> **READING TEXT**
====

Monday, July 2, 2007

The truth about the tax and Native American reservations

I have read many news articles and editorials that claim that the $1.25 increase in the cigarette and tobacco products tax will fail because consumers will simply drive to Native American reservations to purchase these products. I'd like to clear up this misconception.

People can choose to drive to reservations to purchase these products, but the time and gas money might not be worth it; they'll likely be required to pay the same price as they would at their local corner store. Currently, many Native American retailers on reservation and trust lands collect Wisconsin's tobacco tax and send it to the state. In other words, a pack of cigarettes costs the same whether you're on or off the reservation. The difference lies in how the Department of Revenue (DOR) treats the tax once it has been paid. Wisconsin statutes require that the DOR refund most of the collected taxes back to the tribes. It's a full (100%) refund for packs bought by tribal members and a 70% refund for packs bought by non-tribal members. For other tobacco products it's a 100% refund for tribal members and a 50% refund for non-tribal members. Consumers pay the tax, but the tribes eventually recoup those taxes through the refund system. This way, there's no incentive for Native American retailers to sell non-taxed tobacco products. The Legislative Fiscal Bureau's paper on the cigarette and other tobacco products tax was really helpful in explaining this aspect of the tax in detail.

====

> **WHAT YOU WILL DO**
1) Quote the passage of the tobacco tax text starting with "Monday, July 2, 2007" and going on through "up this misconception.".
2) Write the next part of the text on the tobacco tax and Native American reservations, picking up after its last sentence.
The records below the text can be left aside; nothing here depends on them.

====

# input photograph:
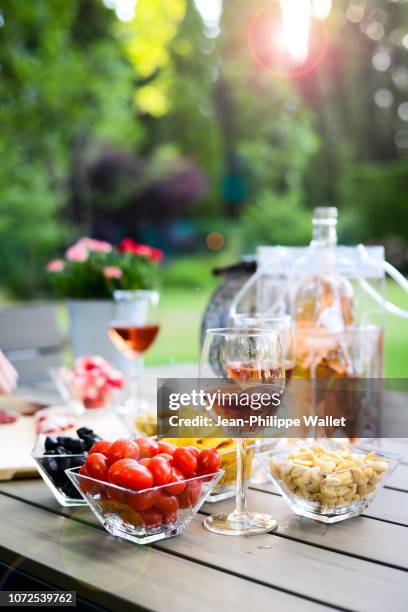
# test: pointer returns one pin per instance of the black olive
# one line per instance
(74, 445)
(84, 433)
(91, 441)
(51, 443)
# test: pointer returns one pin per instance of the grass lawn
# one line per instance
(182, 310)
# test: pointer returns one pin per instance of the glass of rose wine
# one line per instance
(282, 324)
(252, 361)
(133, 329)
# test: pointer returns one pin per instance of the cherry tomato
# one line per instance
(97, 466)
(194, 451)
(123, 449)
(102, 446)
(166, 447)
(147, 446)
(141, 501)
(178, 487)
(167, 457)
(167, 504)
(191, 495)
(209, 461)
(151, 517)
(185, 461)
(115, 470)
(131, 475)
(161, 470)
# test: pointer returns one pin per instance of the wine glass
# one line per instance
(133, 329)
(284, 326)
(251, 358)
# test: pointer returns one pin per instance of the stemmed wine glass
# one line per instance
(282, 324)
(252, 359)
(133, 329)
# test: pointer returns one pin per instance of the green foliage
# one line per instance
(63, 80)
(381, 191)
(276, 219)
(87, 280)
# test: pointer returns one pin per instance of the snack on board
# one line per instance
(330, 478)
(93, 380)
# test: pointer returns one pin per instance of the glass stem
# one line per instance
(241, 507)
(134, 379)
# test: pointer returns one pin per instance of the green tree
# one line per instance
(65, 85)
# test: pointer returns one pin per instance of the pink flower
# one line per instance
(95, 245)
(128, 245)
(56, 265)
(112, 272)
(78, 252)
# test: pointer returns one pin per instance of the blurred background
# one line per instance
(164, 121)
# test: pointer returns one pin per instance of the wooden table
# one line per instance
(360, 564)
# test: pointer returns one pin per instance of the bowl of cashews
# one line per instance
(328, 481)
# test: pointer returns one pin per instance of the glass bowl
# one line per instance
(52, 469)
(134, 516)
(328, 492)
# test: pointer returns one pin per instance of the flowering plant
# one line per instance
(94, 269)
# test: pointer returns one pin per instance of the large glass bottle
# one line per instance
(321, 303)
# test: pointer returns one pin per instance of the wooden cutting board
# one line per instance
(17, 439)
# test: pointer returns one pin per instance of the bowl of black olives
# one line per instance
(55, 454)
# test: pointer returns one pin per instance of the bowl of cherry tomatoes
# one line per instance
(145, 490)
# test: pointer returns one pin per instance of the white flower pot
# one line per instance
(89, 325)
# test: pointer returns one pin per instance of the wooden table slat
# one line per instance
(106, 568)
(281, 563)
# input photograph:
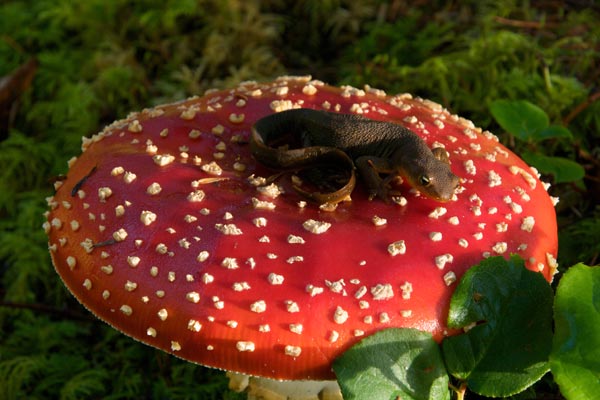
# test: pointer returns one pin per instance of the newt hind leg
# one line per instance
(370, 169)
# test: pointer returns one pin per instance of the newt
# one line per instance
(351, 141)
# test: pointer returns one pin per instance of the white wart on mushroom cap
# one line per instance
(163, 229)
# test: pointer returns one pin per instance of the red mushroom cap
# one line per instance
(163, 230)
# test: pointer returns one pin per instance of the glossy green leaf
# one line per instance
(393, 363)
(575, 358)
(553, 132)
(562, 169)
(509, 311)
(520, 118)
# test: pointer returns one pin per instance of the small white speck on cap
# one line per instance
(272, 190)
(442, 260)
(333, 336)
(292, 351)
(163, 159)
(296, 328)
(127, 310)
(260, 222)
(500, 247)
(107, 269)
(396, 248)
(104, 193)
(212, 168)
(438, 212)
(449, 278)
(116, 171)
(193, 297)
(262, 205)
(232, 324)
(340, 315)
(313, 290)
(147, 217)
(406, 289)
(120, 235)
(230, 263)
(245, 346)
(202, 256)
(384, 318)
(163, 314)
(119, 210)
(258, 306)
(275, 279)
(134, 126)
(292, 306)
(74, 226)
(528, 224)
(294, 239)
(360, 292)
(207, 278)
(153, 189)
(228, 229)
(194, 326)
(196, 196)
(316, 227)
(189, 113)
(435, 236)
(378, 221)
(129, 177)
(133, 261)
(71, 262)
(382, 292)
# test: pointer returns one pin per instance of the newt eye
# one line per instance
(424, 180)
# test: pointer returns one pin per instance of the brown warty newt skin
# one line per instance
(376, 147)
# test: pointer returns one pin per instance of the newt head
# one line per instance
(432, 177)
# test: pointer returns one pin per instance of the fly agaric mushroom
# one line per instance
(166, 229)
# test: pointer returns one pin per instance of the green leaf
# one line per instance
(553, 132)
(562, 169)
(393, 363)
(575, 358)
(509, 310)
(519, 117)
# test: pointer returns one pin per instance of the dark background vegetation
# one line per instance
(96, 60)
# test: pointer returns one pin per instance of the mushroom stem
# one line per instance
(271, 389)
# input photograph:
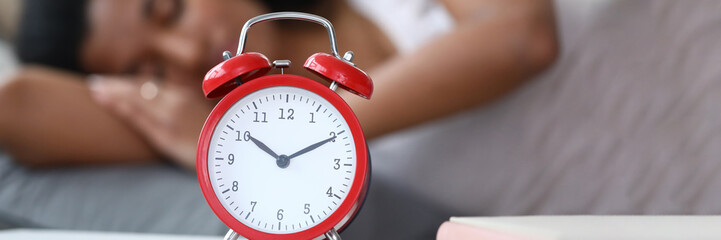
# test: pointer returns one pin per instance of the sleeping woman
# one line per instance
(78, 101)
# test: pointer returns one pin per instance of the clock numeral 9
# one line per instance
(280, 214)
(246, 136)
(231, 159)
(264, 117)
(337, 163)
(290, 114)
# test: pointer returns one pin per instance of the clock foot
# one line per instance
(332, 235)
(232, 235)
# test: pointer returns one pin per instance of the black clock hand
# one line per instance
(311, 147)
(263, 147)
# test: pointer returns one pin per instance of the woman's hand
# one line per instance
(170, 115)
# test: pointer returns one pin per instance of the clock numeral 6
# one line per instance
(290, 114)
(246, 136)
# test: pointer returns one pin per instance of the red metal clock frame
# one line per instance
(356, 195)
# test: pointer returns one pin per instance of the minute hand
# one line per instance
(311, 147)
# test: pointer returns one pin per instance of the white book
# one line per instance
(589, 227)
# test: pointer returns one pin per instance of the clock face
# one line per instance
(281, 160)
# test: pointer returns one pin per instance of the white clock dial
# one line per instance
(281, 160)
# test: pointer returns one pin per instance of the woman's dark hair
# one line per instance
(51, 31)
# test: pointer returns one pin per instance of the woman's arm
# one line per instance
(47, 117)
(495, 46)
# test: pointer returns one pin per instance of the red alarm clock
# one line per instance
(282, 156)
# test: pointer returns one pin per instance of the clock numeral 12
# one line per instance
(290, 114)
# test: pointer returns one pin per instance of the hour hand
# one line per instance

====

> **RESULTS BY TASK**
1)
Monday, July 2, 2007

The truth about the tax and Native American reservations

I have read many news articles and editorials that claim that the $1.25 increase in the cigarette and tobacco products tax will fail because consumers will simply drive to Native American reservations to purchase these products. I'd like to clear up this misconception.

2)
It should also be pointed out that in addition to the ability of Native American retailers to collect the Wisconsin tobacco tax, the majority of people will continue to purchase cigarettes just as they always have: at the corner store or supermarket where they regularly shop. To read more about research and statistics related to this issue, click here.

An increase in the cigarette tax will work for Wisconsin - the state will get more tax revenue to help offset the cost that smokers incur through Medicaid and other programs, some smokers will decide to quit or cut back on how much they smoke, and fewer kids will start smoking.